What is required =>
Copy each line of the data beneath in which the word "dish" appears.
Supplied data below:
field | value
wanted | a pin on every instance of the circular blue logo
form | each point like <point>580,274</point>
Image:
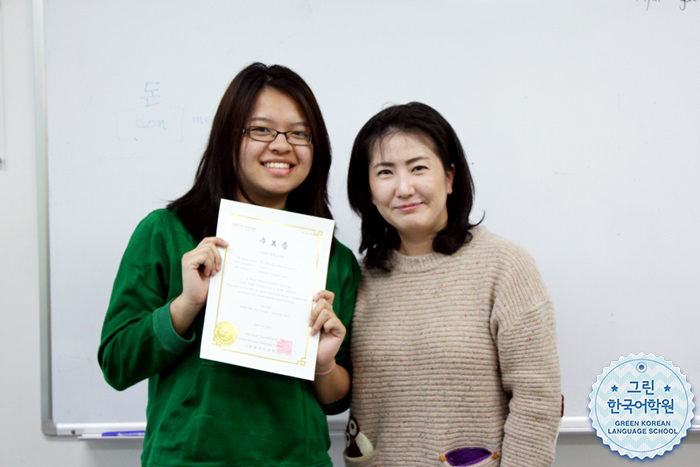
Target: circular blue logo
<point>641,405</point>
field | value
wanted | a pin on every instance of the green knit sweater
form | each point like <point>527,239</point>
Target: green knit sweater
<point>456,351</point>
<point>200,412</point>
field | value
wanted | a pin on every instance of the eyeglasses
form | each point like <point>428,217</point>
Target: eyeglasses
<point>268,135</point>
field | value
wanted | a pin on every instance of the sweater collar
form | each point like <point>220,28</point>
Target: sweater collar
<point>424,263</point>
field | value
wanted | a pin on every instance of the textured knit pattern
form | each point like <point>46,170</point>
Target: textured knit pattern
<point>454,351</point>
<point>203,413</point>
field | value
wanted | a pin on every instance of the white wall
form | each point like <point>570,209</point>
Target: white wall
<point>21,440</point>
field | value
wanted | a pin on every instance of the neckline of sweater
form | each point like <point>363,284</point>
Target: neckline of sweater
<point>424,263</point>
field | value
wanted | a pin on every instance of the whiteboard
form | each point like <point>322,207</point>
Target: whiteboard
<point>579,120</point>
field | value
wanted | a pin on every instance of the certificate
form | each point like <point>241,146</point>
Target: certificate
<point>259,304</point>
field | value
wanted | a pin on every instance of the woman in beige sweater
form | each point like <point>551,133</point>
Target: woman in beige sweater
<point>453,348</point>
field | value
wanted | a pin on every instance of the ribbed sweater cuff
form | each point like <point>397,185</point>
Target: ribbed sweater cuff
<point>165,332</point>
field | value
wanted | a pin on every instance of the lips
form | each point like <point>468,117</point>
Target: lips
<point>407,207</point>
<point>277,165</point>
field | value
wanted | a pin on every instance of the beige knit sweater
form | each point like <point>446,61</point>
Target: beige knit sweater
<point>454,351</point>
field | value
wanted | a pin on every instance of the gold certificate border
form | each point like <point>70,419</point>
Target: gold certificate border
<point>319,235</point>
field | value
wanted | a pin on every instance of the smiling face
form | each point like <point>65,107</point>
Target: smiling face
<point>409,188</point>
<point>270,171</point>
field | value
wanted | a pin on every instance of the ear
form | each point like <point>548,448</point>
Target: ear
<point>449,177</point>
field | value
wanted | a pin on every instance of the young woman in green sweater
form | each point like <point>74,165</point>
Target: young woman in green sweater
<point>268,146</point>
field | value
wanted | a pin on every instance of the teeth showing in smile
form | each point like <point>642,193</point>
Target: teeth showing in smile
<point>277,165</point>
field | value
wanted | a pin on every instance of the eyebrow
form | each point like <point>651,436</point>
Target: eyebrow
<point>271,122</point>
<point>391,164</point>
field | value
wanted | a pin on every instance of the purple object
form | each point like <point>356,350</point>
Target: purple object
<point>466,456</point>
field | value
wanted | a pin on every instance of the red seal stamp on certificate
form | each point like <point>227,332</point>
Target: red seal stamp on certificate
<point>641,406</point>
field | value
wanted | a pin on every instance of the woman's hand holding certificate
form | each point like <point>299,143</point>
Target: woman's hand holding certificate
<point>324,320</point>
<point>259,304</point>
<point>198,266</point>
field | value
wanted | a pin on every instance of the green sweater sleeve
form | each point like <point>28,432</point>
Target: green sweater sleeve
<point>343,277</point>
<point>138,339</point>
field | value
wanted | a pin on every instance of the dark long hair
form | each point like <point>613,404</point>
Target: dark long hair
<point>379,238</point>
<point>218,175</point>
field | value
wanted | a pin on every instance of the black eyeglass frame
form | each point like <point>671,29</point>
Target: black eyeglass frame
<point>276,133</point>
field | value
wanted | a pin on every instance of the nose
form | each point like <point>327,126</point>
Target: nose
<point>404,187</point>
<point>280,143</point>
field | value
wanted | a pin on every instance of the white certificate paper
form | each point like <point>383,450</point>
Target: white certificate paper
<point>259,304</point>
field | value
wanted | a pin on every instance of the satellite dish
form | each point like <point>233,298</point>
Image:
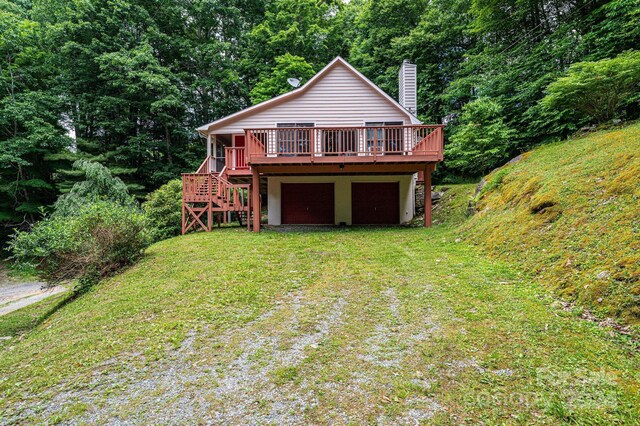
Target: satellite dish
End of Supplied data.
Expected answer =>
wanted | a pin on every instance of the satellite dish
Target: satellite dish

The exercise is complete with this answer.